*** The data
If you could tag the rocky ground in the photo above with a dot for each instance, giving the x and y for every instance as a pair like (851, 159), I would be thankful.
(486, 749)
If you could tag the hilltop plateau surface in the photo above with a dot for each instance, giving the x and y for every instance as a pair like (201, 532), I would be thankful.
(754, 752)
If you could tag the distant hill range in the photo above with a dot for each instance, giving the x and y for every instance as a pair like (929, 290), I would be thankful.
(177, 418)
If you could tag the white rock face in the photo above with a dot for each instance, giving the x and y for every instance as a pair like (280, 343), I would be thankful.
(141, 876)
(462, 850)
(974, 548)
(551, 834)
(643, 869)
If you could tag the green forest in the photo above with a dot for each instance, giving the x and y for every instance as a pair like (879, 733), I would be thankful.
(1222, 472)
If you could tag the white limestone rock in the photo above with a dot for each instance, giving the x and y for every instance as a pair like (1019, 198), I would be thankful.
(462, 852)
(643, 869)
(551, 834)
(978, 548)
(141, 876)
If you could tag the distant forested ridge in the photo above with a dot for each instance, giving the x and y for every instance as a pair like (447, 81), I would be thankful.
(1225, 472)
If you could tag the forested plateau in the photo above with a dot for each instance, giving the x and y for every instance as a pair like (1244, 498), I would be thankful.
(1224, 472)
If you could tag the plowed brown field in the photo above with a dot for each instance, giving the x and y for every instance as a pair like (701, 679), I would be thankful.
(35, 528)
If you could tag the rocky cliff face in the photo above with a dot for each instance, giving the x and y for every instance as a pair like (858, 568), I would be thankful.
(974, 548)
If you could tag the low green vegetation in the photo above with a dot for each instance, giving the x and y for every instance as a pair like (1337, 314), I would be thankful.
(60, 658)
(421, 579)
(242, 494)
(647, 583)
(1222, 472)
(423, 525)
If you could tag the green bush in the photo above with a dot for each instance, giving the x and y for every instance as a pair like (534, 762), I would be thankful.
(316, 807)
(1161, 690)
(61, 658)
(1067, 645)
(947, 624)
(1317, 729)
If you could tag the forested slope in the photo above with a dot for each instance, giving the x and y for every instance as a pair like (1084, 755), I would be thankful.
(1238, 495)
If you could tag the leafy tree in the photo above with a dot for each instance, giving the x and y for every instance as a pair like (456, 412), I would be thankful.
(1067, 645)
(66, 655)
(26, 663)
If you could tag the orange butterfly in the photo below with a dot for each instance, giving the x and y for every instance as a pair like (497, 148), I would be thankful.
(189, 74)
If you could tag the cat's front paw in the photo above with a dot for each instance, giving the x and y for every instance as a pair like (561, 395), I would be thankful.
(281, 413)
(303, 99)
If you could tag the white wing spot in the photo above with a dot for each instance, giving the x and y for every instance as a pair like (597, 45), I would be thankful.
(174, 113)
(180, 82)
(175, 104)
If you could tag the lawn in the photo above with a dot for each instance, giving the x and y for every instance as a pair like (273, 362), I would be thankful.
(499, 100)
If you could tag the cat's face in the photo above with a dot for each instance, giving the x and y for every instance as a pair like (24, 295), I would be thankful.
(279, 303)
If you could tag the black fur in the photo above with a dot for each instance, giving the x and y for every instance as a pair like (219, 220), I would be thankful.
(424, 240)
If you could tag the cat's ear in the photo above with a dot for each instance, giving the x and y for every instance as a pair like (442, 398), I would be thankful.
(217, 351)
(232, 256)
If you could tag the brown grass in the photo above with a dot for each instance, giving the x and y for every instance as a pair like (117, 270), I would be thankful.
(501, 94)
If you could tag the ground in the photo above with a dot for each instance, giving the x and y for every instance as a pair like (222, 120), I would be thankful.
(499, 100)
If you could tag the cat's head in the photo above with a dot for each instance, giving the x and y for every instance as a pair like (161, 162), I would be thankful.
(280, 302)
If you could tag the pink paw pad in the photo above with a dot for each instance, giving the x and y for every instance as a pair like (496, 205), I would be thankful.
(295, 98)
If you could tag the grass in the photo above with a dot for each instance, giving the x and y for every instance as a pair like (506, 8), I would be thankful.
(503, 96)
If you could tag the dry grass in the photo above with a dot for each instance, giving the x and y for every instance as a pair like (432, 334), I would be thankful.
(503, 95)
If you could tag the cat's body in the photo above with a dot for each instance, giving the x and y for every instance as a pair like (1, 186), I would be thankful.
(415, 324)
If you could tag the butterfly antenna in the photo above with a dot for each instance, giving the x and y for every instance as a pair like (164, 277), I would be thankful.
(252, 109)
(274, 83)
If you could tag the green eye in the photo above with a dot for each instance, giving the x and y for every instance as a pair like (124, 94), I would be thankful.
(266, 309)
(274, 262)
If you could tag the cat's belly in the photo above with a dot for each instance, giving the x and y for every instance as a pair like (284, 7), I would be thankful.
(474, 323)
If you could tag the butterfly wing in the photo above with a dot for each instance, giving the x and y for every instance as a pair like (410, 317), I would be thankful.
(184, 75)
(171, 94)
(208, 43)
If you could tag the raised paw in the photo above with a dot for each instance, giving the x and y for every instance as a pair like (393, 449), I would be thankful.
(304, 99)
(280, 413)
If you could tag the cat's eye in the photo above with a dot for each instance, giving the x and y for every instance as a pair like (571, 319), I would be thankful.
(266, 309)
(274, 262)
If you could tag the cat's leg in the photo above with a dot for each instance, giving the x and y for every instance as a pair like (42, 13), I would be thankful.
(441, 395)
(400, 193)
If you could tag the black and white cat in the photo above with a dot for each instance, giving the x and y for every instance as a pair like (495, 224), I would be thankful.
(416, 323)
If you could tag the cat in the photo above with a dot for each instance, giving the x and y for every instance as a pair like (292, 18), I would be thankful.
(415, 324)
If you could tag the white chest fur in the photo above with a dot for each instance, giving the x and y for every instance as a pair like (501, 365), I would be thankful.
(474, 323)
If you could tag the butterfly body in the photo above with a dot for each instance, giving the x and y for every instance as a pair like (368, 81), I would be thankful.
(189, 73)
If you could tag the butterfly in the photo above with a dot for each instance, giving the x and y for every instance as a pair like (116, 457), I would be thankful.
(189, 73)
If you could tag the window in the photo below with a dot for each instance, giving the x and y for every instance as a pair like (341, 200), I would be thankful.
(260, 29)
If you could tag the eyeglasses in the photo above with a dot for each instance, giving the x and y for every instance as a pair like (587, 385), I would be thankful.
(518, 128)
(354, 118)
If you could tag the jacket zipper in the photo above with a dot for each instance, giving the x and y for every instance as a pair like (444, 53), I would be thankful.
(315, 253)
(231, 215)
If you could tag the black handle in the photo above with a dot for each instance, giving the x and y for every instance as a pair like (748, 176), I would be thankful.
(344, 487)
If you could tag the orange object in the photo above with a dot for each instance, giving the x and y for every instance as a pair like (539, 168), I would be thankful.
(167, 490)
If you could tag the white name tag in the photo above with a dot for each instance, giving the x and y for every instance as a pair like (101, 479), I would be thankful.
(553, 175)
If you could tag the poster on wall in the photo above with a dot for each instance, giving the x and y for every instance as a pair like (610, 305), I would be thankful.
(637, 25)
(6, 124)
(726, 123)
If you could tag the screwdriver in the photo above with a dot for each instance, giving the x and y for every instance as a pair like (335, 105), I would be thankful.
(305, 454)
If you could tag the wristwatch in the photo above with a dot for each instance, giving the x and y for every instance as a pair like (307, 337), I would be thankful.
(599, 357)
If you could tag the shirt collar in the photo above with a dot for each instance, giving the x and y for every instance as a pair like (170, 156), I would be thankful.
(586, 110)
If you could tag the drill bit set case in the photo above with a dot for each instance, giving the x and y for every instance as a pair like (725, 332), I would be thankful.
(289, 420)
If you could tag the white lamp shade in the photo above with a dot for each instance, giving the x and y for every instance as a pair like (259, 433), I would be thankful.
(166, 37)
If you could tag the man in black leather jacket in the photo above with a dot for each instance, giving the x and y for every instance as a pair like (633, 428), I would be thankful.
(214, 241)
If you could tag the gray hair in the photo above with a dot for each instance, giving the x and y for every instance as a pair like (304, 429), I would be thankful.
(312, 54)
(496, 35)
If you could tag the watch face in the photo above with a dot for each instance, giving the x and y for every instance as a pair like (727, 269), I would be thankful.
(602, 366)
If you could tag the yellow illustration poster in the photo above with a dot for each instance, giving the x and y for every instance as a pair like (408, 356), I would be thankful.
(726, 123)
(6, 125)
******
Output exactly the lines from the one holding "If you could tag the wristwatch" to the end of the material above, with both ends included.

If you could tag the wristwatch in the photo above with a dot for each instance, giving the x and y for every instance as a pair like (307, 337), I would be thankful.
(599, 357)
If you could tag the shirt collar in the photo above with a dot for each instance, giving the x and y for every instance as a pair like (170, 156), I would be thankful.
(586, 110)
If you could tag the drill bit set case in the photo above with a dot for each instance, giving the x and y for every instance as a pair like (725, 332), I would be thankful.
(289, 420)
If you could tag the white lamp shade in the photo above with a dot for each instance, giving the x and y for every instance as a pair like (259, 433), I would be thankful.
(166, 37)
If you could tag the man in black leather jacket in the photo above with a dot for each instance, giving the x and y for every instance as a pair like (633, 428), I would be thankful.
(214, 241)
If you could tag the gray hair in the photo above with a dot for each instance, giving the x and y for every instance as a pair like (304, 429), I would be thankful.
(312, 54)
(496, 35)
If you could tag the watch face in the photo above with a dot for each instance, giving the x and y for every instance as a pair like (727, 269), I would be thankful.
(602, 366)
If you could tag the yellow illustration poster in the photo above with a dot for each instance, giving the x and y for every instance as a pair like (408, 356), I would be thankful.
(726, 123)
(6, 125)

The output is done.